● WHAT IS NEEDED:
Convert the rows below, starting at the line containing "Habitat-count request: mark the osprey" and ending at the last row, into a two-column CSV with the header input,output. Write one CSV line per row, with the row's text in input and its answer in output, each enclosed in double quotes and with line breaks replaced by spaces.

[Named object pointing rows]
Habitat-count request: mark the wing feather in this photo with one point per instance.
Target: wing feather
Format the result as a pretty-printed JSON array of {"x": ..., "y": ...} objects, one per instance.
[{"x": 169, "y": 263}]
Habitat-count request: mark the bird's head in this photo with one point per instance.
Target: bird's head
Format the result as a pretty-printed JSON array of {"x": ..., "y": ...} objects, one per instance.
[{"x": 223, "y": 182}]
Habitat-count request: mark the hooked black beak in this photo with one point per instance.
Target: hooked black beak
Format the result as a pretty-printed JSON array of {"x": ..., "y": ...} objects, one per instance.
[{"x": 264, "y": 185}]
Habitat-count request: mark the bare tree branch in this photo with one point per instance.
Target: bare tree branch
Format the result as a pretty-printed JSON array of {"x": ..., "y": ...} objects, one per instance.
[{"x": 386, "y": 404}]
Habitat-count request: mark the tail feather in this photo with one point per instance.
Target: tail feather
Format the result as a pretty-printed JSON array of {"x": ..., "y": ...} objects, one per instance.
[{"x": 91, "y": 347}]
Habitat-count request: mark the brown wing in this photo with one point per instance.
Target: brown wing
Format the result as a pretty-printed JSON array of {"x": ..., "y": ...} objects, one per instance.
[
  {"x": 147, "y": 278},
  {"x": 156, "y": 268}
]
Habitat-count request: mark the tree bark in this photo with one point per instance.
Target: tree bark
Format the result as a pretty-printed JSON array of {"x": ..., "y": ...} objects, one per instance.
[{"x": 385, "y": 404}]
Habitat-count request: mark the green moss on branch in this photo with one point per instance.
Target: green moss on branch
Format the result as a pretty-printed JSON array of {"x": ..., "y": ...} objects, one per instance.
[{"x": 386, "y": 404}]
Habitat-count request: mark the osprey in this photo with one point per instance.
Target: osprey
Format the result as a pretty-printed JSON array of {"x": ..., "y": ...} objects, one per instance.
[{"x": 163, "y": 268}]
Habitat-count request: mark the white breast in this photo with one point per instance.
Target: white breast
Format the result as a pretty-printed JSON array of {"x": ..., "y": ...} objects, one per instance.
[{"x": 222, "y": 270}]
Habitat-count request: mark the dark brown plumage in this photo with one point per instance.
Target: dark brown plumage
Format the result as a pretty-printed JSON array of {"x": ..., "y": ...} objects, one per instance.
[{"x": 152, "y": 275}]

● EXERCISE RESPONSE:
input,output
"Habitat-count request: mark the osprey in this photo with one point per instance. Target: osprey Format the result as a pretty-printed JSON array of {""x"": ..., ""y"": ...} objects, one per instance.","[{""x"": 163, ""y"": 268}]"
"Habitat-count request: mark the white breast in this photo with one point per instance. Target: white breast Format the result as a pretty-printed JSON array of {""x"": ..., ""y"": ...} objects, one per instance.","[{""x"": 222, ""y"": 270}]"
"Habitat-count request: mark the dark brown plumage in this photo with one point per instance. Target: dark brown plumage Format the result as a pretty-printed JSON array of {""x"": ..., ""y"": ...} objects, one per instance.","[{""x"": 152, ""y"": 275}]"